[Records for this exercise]
────────────────────────────────────────

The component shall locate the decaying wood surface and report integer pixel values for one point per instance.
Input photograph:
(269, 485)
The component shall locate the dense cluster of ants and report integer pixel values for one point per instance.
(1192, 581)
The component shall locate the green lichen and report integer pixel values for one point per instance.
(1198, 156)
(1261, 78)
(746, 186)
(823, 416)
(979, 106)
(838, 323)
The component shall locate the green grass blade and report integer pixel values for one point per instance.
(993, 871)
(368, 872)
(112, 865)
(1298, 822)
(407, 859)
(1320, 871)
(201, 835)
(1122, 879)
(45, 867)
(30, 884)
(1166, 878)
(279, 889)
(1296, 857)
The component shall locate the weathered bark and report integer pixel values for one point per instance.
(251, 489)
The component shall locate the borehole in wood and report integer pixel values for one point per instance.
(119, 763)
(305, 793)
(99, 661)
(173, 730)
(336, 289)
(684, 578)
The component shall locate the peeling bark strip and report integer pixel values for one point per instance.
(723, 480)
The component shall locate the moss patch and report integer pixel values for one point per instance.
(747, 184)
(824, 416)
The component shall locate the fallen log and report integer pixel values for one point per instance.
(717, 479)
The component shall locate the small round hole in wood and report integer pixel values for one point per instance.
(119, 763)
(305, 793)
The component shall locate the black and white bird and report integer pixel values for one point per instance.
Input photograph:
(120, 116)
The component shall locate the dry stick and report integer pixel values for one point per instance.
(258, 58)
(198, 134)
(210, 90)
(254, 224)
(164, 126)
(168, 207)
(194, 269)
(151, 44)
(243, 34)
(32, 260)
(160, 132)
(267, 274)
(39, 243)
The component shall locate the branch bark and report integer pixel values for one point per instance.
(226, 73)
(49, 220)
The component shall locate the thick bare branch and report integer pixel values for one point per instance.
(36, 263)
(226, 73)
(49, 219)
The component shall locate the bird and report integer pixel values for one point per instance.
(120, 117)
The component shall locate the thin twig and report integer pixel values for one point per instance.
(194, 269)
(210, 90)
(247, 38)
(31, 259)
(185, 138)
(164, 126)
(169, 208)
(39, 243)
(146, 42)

────────────────────────────────────────

[Exercise goal] Print the material verbatim, all of it.

[Answer]
The component shall locate the decaying wood surface and report integer pixel values for one point per instance.
Input photograph:
(269, 485)
The component shall locate the dense cluster of ants and report integer pixel values for one point per instance.
(1192, 581)
The component shall locate the green lichen and report integer pixel values for one point per instance.
(1198, 156)
(1261, 78)
(746, 186)
(823, 416)
(979, 106)
(838, 323)
The component shall locate the green grass blade and report integer pixel values for one point per instance.
(993, 871)
(368, 872)
(112, 865)
(1298, 822)
(407, 859)
(1320, 871)
(201, 835)
(1122, 879)
(45, 867)
(30, 884)
(1166, 878)
(279, 889)
(1296, 857)
The component shall locate the weathered bark and report integer pixel values for one point per instance.
(251, 489)
The component shall locate the borehole in wood and report integer pixel values for one point per instance.
(119, 763)
(305, 793)
(99, 661)
(173, 730)
(336, 289)
(684, 578)
The component shall locate the peeling bark strip and report integer pixel values for one point per instance.
(723, 480)
The component shall locate the moss patch and report integer pixel values for one point per instance.
(747, 184)
(824, 416)
The component shall locate the fallen log and report integer pixel values for one point per instance.
(717, 479)
The component shall locate the small round hole in wood and report integer pixel values for one point per instance.
(119, 763)
(305, 793)
The component shall locate the black and white bird and report integer pixel values for one point per instance.
Input photograph:
(120, 116)
The component shall locate the dry stick and report integer pixel values for one point per instance.
(258, 58)
(198, 134)
(210, 90)
(254, 224)
(164, 126)
(168, 207)
(194, 269)
(151, 44)
(243, 34)
(32, 260)
(160, 132)
(267, 274)
(39, 243)
The component shall locate the branch bark and report integer pixel values for one point per instance.
(226, 73)
(49, 220)
The component shall locate the thick bare branch and report integer pixel values for one point per instance.
(36, 263)
(226, 73)
(49, 219)
The component shall locate the bird and report integer pixel values for one point per instance.
(120, 117)
The component shall locate the thin twig and report integer pixel values for one point per instance.
(194, 269)
(210, 90)
(247, 38)
(31, 259)
(185, 138)
(164, 126)
(169, 208)
(39, 243)
(146, 42)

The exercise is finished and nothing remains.